> WORK TO BE COMPLETED:
Leaving the pictures aside, repeat the entries exactly.

Saved entries
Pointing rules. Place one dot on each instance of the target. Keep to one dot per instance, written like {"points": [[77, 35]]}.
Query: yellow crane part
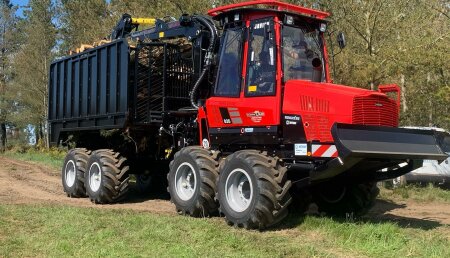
{"points": [[143, 21]]}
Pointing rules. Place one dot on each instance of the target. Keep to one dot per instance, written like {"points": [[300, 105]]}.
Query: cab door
{"points": [[251, 100]]}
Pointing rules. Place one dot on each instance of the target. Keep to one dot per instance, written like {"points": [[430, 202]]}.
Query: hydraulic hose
{"points": [[208, 56]]}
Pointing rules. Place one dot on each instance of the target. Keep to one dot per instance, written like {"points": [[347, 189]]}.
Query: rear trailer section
{"points": [[90, 90], [117, 86]]}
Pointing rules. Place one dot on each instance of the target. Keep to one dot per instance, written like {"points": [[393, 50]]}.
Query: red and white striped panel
{"points": [[326, 151]]}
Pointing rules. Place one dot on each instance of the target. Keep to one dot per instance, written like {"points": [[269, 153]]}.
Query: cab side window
{"points": [[229, 72], [261, 58]]}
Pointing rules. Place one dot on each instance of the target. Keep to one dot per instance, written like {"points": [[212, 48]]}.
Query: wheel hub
{"points": [[238, 190], [95, 178], [70, 173], [185, 181]]}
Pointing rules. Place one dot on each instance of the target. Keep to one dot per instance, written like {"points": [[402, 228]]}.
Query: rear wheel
{"points": [[252, 190], [73, 171], [192, 181], [107, 177], [341, 200]]}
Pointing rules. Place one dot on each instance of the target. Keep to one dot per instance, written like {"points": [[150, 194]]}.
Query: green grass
{"points": [[428, 193], [61, 231], [53, 157]]}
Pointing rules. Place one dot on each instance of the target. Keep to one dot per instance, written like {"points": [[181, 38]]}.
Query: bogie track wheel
{"points": [[73, 172], [253, 191], [107, 177], [192, 181]]}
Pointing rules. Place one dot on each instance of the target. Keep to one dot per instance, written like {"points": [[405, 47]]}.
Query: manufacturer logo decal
{"points": [[256, 116], [296, 118], [288, 122], [205, 143]]}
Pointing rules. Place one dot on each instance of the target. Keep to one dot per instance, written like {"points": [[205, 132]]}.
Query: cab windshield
{"points": [[302, 54]]}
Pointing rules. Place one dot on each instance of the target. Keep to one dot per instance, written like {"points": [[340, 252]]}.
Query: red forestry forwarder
{"points": [[237, 109]]}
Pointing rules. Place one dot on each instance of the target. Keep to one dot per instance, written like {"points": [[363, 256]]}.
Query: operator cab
{"points": [[260, 50]]}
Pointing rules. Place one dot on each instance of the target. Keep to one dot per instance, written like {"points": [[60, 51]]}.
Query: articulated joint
{"points": [[143, 21]]}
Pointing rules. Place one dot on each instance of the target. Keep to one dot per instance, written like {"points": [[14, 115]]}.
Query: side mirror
{"points": [[267, 32], [341, 40]]}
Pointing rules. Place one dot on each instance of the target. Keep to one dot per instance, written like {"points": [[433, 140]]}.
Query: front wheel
{"points": [[253, 190], [192, 181]]}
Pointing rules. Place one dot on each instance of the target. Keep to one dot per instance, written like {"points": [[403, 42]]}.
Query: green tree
{"points": [[7, 48], [32, 65]]}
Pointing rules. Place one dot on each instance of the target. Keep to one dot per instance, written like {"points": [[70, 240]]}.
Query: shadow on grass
{"points": [[377, 215]]}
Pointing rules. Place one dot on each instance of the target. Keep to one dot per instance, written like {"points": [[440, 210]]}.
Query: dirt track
{"points": [[28, 183]]}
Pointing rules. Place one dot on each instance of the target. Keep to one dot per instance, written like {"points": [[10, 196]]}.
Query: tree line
{"points": [[406, 42]]}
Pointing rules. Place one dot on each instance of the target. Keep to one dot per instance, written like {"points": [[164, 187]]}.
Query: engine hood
{"points": [[320, 105]]}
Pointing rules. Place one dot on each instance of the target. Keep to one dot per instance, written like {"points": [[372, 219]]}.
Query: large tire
{"points": [[253, 191], [192, 181], [73, 171], [342, 200], [107, 177]]}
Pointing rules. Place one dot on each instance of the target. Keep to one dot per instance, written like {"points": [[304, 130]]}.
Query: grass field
{"points": [[53, 158], [58, 230], [61, 231]]}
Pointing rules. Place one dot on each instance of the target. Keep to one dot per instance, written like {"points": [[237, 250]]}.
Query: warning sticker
{"points": [[300, 149]]}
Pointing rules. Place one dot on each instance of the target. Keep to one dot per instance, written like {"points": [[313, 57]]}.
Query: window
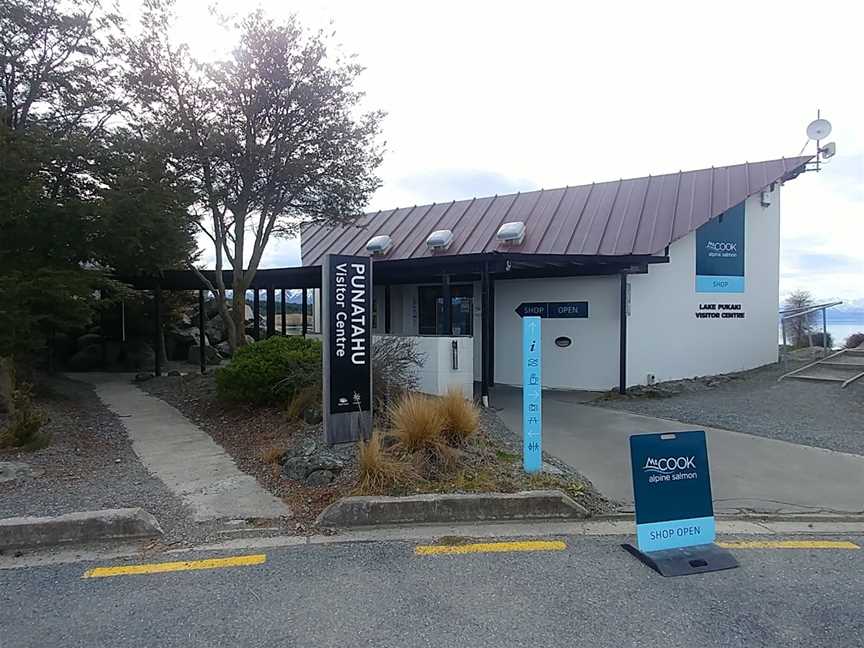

> WRITTEN SOLUTION:
Pointing rules. Place one dot on each instance of the target. Keep to one dot per instance, written like {"points": [[77, 35]]}.
Query: yellow crane part
{"points": [[143, 21]]}
Pointing rules. Place one dot on each instance of the target. Keep to one dot per instance, written like {"points": [[300, 105]]}.
Query: cab door
{"points": [[251, 100]]}
Pointing rules. Place one dot on each instance of the target. Keep to one dot per instance, written like {"points": [[430, 202]]}.
Query: hydraulic hose
{"points": [[208, 56]]}
Pointing rules. Place one dot on each instance of the target. Keep to one dot per instance, written like {"points": [[347, 189]]}.
Query: rear trailer section
{"points": [[90, 90], [117, 86]]}
Pointing rules. Place one dot on each instance of the target. Keep to one dot per instance, written like {"points": [[393, 50]]}.
Query: red and white striped panel
{"points": [[326, 151]]}
Pointing rules. Place one dot on each instance of the target. Keep to one dot per instance, written like {"points": [[269, 153]]}.
Query: cab side window
{"points": [[229, 72], [261, 58]]}
Pointing rules. Place one dot on each instance of the target. Keep to one dot per instance, written like {"points": [[212, 48]]}.
Query: wheel hub
{"points": [[238, 190], [95, 178], [70, 173], [185, 181]]}
Pointing rules. Place one dot on each instance of the target. Keep to one dot per instance, written like {"points": [[402, 228]]}.
Query: rear wheel
{"points": [[252, 190], [73, 171], [192, 181], [107, 177], [341, 200]]}
Pointing rules. Place one dot on each instance of the target. Keep to one dot per instance, written like {"points": [[150, 194]]}.
Query: green grass
{"points": [[428, 193], [61, 231], [53, 157]]}
Pointing rules. Place one dot on each instance of the target. Keep to one dot per instance, written like {"points": [[181, 38]]}.
Query: bogie track wheel
{"points": [[73, 172], [253, 191], [107, 177], [192, 181]]}
Pointing rules. Place one dot on each instance of the target. Keep to one dot per instance, written like {"points": [[405, 47]]}.
Query: manufacturer logo decal
{"points": [[256, 116], [296, 118], [288, 122], [205, 143]]}
Pointing rules. Place one dot on each instance of the target. Keep to one dot per instance, written like {"points": [[205, 132]]}.
Query: cab windshield
{"points": [[302, 54]]}
Pointing rules. Place one dot on each instance of the target. Keep to one dot per instance, written like {"points": [[340, 252]]}.
Query: red forestry forwarder
{"points": [[237, 109]]}
Pointing rules. Place one dot on each instance of the target. Keep to one dot per instance, written like {"points": [[363, 256]]}.
Query: operator cab
{"points": [[260, 50]]}
Pointing rules. Place one dot on each instance of the target. Keep to one dot per instance, written like {"points": [[60, 51]]}.
Query: articulated joint
{"points": [[143, 21]]}
Pointing rules. Place one dot on each instance of the target. Keep to one dot per instance, written like {"points": [[14, 115]]}.
Query: side mirror
{"points": [[267, 32], [341, 40]]}
Pointing rules. Place one dot on each instance of the target. Keep to one dot per instance, written like {"points": [[433, 140]]}.
Query: front wheel
{"points": [[253, 190], [192, 181]]}
Pointing rules. Place one dot on each instance of the target. Keep to one dot per instance, written like {"points": [[403, 42]]}.
Query: green tree
{"points": [[7, 48], [32, 65]]}
Pointing rules. Place one dot on each instance of the target. Keep to one dot per instance, written like {"points": [[70, 240]]}.
Query: shadow on grass
{"points": [[377, 215]]}
Pointing rules. Place one dot on each instance of the target. Keep to one dot per instance, written like {"points": [[440, 210]]}.
Query: dirt track
{"points": [[28, 183]]}
Pointing rules. Place one dot on each instance of the target. Keep to one dot per instance, written like {"points": [[10, 196]]}.
Query: tree line
{"points": [[406, 42]]}
Pointing rules. Place one dot on each instance of the target. Keep to one dot per instance, written like {"points": [[164, 187]]}.
Query: engine hood
{"points": [[320, 105]]}
Pointing rules. Place one dot on each instance of the target. Keep to one dot per instance, written like {"points": [[372, 219]]}.
Query: large tire
{"points": [[253, 191], [192, 181], [73, 171], [342, 200], [107, 177]]}
Pointing rules. Place one dot on each instance of the target. Keep to one dot per instance, written like {"points": [[304, 130]]}.
Query: grass field
{"points": [[53, 158], [58, 230], [61, 231]]}
Pointing rules. Place one dot on each instance of the target. Keep to one dot per instance, written like {"points": [[237, 250]]}.
Query: warning sticker
{"points": [[300, 149]]}
Pointing rules. Place one dot on each instance of the target. Keep to one dot per instance, written like {"points": [[313, 57]]}.
Query: window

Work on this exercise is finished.